#### Text section:
● ● ● ● ● ● ●

Mental health like physical health describes a ‘state’ that we are in at any given moment. This ‘state’ exists along a continuum from good to poor mental health. It will have an impact on how we perceive ourselves and the world around us. It affects our ability to cope with the ups and downs of daily life, our ability to relate to others in a meaningful way, our ability to make decisions and our motivation to achieve our goals and desires. Poor mental health can lead to varying degrees of distress or difficulty for us. The state of our mental health can also have a huge impact on our physical health affecting our level of activity, eating habits and impacting our heart health.
The causes of poor mental health are often complicated; with several factors coming together to have a negative effect. Some of these factors will be personal and will relate to us as an individual, such as our personal history or our current life situation. These can include recent or past trauma, difficulties in personal relationships, abuse, grief or loss. However, there are also social or environmental factors which will contribute to poor mental health, and these can include poverty or having little access to life opportunities, debt, homelessness or being in poor housing, unemployment, unstable or unrewarding work, and being the victim of crime, harassment or racism.
Many of us will experience states of poor mental health which are also called mental health disorders or mental health problems. These are relatively common and are considered treatable through prescribed medicine, talking therapy or a combination of the two. Mental health problems include depression, anxiety, phobias, eating problems, and OCD.
How Can Counselling Help?

● ● ● ● ● ● ●

#### Assignment:
Write the next part of the text on mental health, continuing after the heading "How Can Counselling Help?"

#### Extracted entries:
● ● ● ● ● ● ●

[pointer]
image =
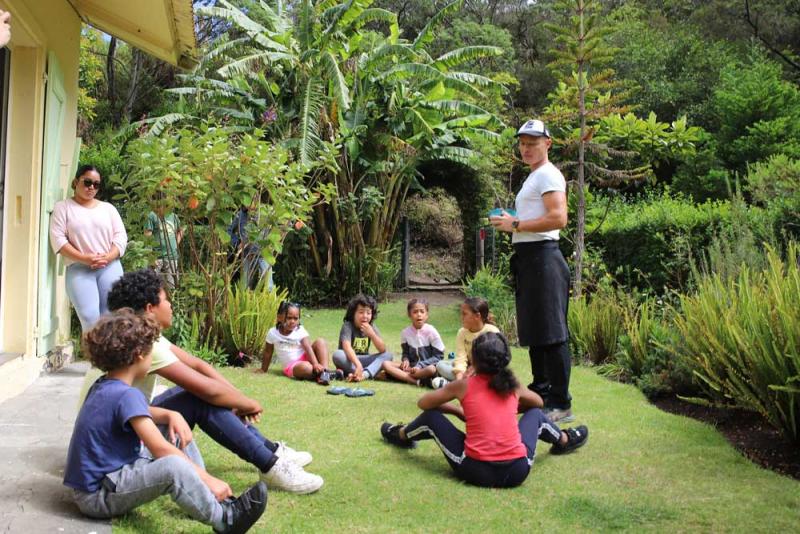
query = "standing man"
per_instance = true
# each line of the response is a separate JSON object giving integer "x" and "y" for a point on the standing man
{"x": 540, "y": 272}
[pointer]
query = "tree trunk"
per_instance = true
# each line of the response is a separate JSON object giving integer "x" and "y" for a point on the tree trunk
{"x": 581, "y": 224}
{"x": 133, "y": 87}
{"x": 111, "y": 79}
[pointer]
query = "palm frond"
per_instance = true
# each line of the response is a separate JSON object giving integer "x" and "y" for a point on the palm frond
{"x": 340, "y": 89}
{"x": 456, "y": 85}
{"x": 232, "y": 14}
{"x": 452, "y": 153}
{"x": 311, "y": 106}
{"x": 246, "y": 65}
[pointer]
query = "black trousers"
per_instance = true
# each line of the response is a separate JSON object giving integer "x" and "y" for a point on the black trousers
{"x": 551, "y": 368}
{"x": 534, "y": 424}
{"x": 541, "y": 284}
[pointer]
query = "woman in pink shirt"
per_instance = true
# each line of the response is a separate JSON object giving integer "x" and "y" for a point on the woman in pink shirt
{"x": 89, "y": 234}
{"x": 496, "y": 451}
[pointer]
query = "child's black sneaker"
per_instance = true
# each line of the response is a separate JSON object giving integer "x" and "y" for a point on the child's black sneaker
{"x": 240, "y": 514}
{"x": 324, "y": 378}
{"x": 391, "y": 433}
{"x": 576, "y": 438}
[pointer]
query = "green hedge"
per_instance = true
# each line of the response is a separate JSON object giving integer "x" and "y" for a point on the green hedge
{"x": 649, "y": 244}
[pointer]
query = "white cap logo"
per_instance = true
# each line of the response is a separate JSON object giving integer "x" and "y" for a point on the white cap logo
{"x": 533, "y": 127}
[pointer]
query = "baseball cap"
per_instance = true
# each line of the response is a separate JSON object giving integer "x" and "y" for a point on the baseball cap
{"x": 533, "y": 127}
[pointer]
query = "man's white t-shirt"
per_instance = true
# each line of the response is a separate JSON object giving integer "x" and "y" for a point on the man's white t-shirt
{"x": 287, "y": 348}
{"x": 529, "y": 203}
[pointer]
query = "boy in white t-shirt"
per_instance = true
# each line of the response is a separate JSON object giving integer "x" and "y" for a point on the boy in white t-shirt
{"x": 291, "y": 343}
{"x": 422, "y": 346}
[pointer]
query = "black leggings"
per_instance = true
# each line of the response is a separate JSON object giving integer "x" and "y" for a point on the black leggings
{"x": 432, "y": 424}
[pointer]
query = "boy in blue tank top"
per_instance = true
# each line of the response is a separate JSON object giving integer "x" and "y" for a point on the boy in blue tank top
{"x": 118, "y": 458}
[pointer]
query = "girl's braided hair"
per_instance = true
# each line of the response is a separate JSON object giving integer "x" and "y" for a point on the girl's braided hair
{"x": 491, "y": 356}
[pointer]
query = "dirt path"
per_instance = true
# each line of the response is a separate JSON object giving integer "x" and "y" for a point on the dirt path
{"x": 434, "y": 297}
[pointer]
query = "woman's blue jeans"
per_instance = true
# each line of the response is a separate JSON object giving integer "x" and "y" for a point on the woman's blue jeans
{"x": 88, "y": 290}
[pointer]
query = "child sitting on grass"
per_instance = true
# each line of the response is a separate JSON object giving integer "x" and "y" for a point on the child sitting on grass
{"x": 496, "y": 451}
{"x": 357, "y": 332}
{"x": 422, "y": 348}
{"x": 290, "y": 342}
{"x": 107, "y": 468}
{"x": 206, "y": 398}
{"x": 475, "y": 320}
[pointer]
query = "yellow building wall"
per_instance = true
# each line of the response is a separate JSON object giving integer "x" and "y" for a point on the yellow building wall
{"x": 36, "y": 28}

● ● ● ● ● ● ●

#### Exercise response:
The counselling process can help encourage positive mental health in a number of different ways. The very nature of being heard and accepted by another person without judgement can have a huge reparative impact on us as can the development of a therapeutic relationship with the counsellor. Within this relationship we can see the counsellor model what supportive and non-judgemental relationships are supposed to be like, something we may never have experienced before. Alongside this relationship, the counselling process will involve us setting one or more goals and a collaborative approach to reaching these. This can have benefits by helping us to focus on what we want to change or achieve and by empowering us to (with the counsellor beside us) find our own solutions.
According to the CPCAB, there are three areas or dimensions in which counselling can help promote positive mental health. These are the internal dimension; our thoughts and feelings and how we relate to ourselves. The relational dimension; which covers relationship issues that we might experience and how we relate to others. And finally, there is the developmental dimension; which is made up of life stage issues that we might have encountered and how we relate to our past. It has been suggested that counselling encourages positive mental health through promoting simultaneous change across all three of these dimensions. Within the internal dimension, counselling can help us to change the ways we relate to ourselves, which in turn can foster greater resilience and better help us cope with the problems we face. In the relational dimension; counselling can help in supporting us with identifying and changing habitual patterns of perception, communication and in the way we interact with others. This can help to build more honest, open and mutually supportive relationships. Within the developmental dimension, counselling can help us to change the way we relate to our past and can include changing an implicit emotional response to past trauma.
Fostering the development of resilience, identifying and changing negative patterns of thought or behaviour in our relationships, and helping to process past events will all help with improving our mental health. And, whilst counselling can’t reduce the social or environmental factors that can negatively impact us; feeling more resilient, more grounded and less troubled will most likely leave us better able to cope with those problems and work towards finding our own solutions.